◆ **Source passage**

ReadWriteWeb

The Real Time Google Index: Will It Be a Game Changer? (Open Thread)

Written by Marshall Kirkpatrick / March 5, 2010 10:49 AM / 21 Comments

Google is developing a system to ingest real-time content updates from any page on the web automatically, using the open PubSubHubbub Atom protocol, we reported on Wednesday.

Google already indexes a whole lot of content very quickly, will a real-time indexing system make a big difference? There are differences of opinion on the matter and we'd like to know what you think. Search analyst Danny Sullivan told us on Wednesday that he thought it could be "the next chapter" for Google. John Battelle said this morning: "In short, it's a new way for Google to get (more) real time signals. But honestly, not a huge deal. I don't think. Correct me if I'm wrong..." What do you think, readers?


We explained the specifics of how the Hubbub system might work in our earlier coverage so let's talk now about possible impacts (or lack thereof).

As we wrote on Wednesday:

PuSH is much more computationally efficient for Google but [Google's Brett] Slatkin says that even more important is the impact of such a move for small publishers. Right now many small sites get visited by Google maybe once a week. With a PuSH system in place, they would be able to get their content to Google automatically right away.

A richer, faster, more efficient internet would be good for everyone, but the benefits in search wouldn't be limited to Google, either. The PubSubHubbub is an open protocol and the feeds would be as visible to Yahoo and Bing as they would be to Google.

Readers Who Think This is Big

Sharon Kavanagh says:

This all sounds fantastic for the small guy as I have just created my first ever website which is for a reunion. The site will only be live for a short period as the date is May15th 2010 for the event and yet, it will probably take Google till then before my site is indexed and hence the peple I am trying to reach will never find it.

Scott Holodak says:

Previously you had to wait for spiders to crawl around the web to find changes on your site. Pages are crawled over again and again just to see if anything has changed. It's a pretty inefficient process. Now the spiders are going to be fat and lazy because you are going to deliver your changes directly to them.

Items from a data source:

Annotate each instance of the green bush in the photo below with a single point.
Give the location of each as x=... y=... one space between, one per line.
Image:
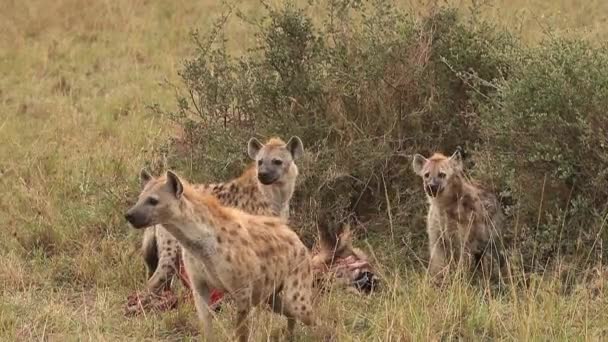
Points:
x=545 y=133
x=369 y=85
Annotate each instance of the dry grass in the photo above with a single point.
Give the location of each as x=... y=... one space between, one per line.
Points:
x=74 y=128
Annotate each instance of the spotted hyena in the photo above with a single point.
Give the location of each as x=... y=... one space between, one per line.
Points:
x=463 y=221
x=255 y=259
x=265 y=188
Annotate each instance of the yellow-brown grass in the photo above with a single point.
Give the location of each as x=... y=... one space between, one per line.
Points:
x=74 y=131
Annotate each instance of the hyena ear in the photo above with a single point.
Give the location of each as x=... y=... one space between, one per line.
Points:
x=295 y=147
x=144 y=177
x=418 y=163
x=175 y=184
x=253 y=147
x=456 y=159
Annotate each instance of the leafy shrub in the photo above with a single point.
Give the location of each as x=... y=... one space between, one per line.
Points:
x=369 y=85
x=546 y=137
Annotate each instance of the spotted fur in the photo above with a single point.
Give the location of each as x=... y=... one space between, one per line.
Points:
x=265 y=188
x=255 y=259
x=464 y=220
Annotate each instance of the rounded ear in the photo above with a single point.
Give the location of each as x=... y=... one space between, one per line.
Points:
x=418 y=163
x=175 y=184
x=456 y=159
x=295 y=147
x=253 y=148
x=144 y=177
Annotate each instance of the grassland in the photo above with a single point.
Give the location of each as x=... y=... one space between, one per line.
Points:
x=74 y=129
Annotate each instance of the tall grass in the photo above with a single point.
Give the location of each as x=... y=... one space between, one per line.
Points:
x=75 y=127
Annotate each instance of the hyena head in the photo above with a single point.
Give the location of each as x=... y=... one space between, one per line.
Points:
x=437 y=171
x=158 y=200
x=275 y=159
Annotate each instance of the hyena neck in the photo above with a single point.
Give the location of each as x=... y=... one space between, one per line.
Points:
x=194 y=229
x=278 y=196
x=452 y=193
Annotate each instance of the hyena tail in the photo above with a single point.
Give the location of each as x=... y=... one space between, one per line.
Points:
x=149 y=249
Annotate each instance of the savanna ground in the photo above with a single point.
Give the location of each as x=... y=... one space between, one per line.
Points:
x=75 y=128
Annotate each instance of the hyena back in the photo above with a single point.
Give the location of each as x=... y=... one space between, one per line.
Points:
x=255 y=259
x=265 y=188
x=464 y=221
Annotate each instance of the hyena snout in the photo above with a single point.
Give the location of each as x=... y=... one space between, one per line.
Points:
x=267 y=177
x=136 y=219
x=432 y=189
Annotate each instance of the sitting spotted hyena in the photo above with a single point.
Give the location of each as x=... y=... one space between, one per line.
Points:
x=263 y=189
x=255 y=259
x=463 y=221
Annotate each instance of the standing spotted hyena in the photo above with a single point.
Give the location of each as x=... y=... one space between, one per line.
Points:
x=255 y=259
x=263 y=189
x=463 y=221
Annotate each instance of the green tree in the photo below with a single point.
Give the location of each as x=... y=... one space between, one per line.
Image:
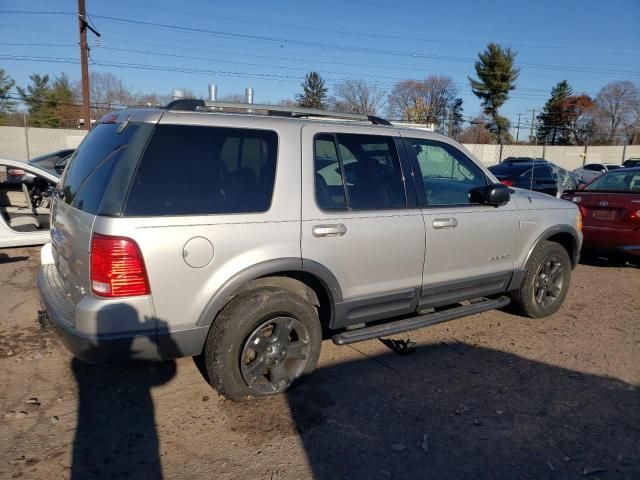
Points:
x=64 y=97
x=7 y=105
x=314 y=92
x=455 y=118
x=553 y=127
x=50 y=104
x=37 y=97
x=496 y=78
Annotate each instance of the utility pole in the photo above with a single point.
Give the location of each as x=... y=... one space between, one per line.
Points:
x=533 y=120
x=26 y=135
x=84 y=63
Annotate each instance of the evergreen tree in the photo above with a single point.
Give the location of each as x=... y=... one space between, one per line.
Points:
x=554 y=128
x=496 y=78
x=314 y=92
x=6 y=104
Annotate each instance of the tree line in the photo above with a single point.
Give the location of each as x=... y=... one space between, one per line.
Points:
x=567 y=118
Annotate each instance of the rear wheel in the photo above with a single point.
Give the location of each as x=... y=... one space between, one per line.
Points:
x=546 y=281
x=262 y=343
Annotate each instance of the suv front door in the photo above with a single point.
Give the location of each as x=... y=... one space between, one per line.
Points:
x=470 y=247
x=360 y=222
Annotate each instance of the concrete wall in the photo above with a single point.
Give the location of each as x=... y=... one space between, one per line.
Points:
x=13 y=145
x=567 y=157
x=13 y=141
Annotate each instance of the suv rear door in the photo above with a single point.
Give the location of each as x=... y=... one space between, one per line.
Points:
x=470 y=247
x=360 y=221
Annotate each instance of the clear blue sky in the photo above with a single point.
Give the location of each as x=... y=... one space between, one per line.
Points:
x=269 y=45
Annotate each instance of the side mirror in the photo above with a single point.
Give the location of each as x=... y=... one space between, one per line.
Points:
x=495 y=194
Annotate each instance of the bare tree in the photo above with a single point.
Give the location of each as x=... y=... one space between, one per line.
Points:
x=422 y=101
x=356 y=96
x=477 y=132
x=107 y=93
x=617 y=109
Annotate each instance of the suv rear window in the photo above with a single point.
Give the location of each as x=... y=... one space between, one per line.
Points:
x=85 y=180
x=199 y=170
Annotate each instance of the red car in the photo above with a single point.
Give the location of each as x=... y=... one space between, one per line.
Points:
x=610 y=207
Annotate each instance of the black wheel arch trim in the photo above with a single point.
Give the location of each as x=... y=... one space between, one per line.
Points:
x=518 y=274
x=220 y=298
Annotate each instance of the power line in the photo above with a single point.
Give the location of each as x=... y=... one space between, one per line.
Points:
x=342 y=47
x=304 y=43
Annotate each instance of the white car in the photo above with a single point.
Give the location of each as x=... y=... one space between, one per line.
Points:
x=24 y=211
x=592 y=171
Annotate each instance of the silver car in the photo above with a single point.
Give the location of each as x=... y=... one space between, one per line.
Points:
x=591 y=171
x=25 y=207
x=294 y=222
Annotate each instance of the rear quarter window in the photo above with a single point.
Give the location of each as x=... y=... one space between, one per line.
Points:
x=200 y=170
x=85 y=180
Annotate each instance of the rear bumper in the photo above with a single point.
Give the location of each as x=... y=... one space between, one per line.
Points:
x=104 y=331
x=626 y=241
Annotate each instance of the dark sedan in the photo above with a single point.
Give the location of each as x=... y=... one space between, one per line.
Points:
x=535 y=174
x=610 y=207
x=53 y=162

◆ **Short task A**
Reproduce the part of the ReadWriteWeb article from "A richer, faster, more" to "never find it.".
◆ **Short task B**
In the ReadWriteWeb article, which protocol would Google use to take in real-time content updates?
◆ **Short task C**
Pick up the ReadWriteWeb article on Google's real-time index after its last sentence and write what comes next.
The records are separate material, distinct from the ReadWriteWeb article.

◆ **Exercise output A**
A richer, faster, more efficient internet would be good for everyone, but the benefits in search wouldn't be limited to Google, either. The PubSubHubbub is an open protocol and the feeds would be as visible to Yahoo and Bing as they would be to Google.

Readers Who Think This is Big

Sharon Kavanagh says:

This all sounds fantastic for the small guy as I have just created my first ever website which is for a reunion. The site will only be live for a short period as the date is May15th 2010 for the event and yet, it will probably take Google till then before my site is indexed and hence the peple I am trying to reach will never find it.

◆ **Exercise output B**
The open PubSubHubbub Atom protocol.

◆ **Exercise output C**
No Big Deal

Reader comments arguing this is not a big deal.

"Scott" says:

A properly designed website already "pushes" to (more accurately: gets "pulled" by) search engines and the frequency of indexing by search engines is determined by the popularity of the website.

This information doesn't seem too new to me.

Bruce Wayne says:

Pushing unstructured content in real time can only mean the non relevant results will make it into the search results faster. To me this is another google hocus pocus distraction away from the the fact that search as it is today has hit a wall....millions of pages on unstructured data created exclusively to game the system....and now these pages of non relevant content can be pushed into the search stream in real time....

What Do You Think?

I think there is something fundamentally different about a web that Google's index subscribes to in real time vs. a web that Google has to plow through with a spider looking for new content. I'm still wrapping my head around it, but there's something about the PuSH method that feels like it would make the Google index a living, breathing phenomenon.

What do you think?


Comments

Subscribe to comments for this post OR Subscribe to comments for all ReadWriteWeb posts

  1. I think this changes everything -- certainly in the world where search optimization meets social media. Traditionally only sites with frequent updates would get crawled frequently and this was a way to garner better search results, which is why SEO folks are always advocating for blog content (among other things).

    If sites that don't have lots of frequently updated content (I'm thinking small business sites) can now get crawled/indexed quickly, I think that's a radical change. I'm actually stunned that it's even possible. But it is the Google, after all.

    @CarriBugbee

     Posted by: Carri Author Profile Page | March 5, 2010 11:03 AM



  2. Any time new content is occupying space on a Google SERP it is a BIG deal.

     Posted by: Jaan Author Profile Page | March 5, 2010 11:12 AM



  3. Being in Google's index faster is nice. But being in the index doesn't mean you will rank.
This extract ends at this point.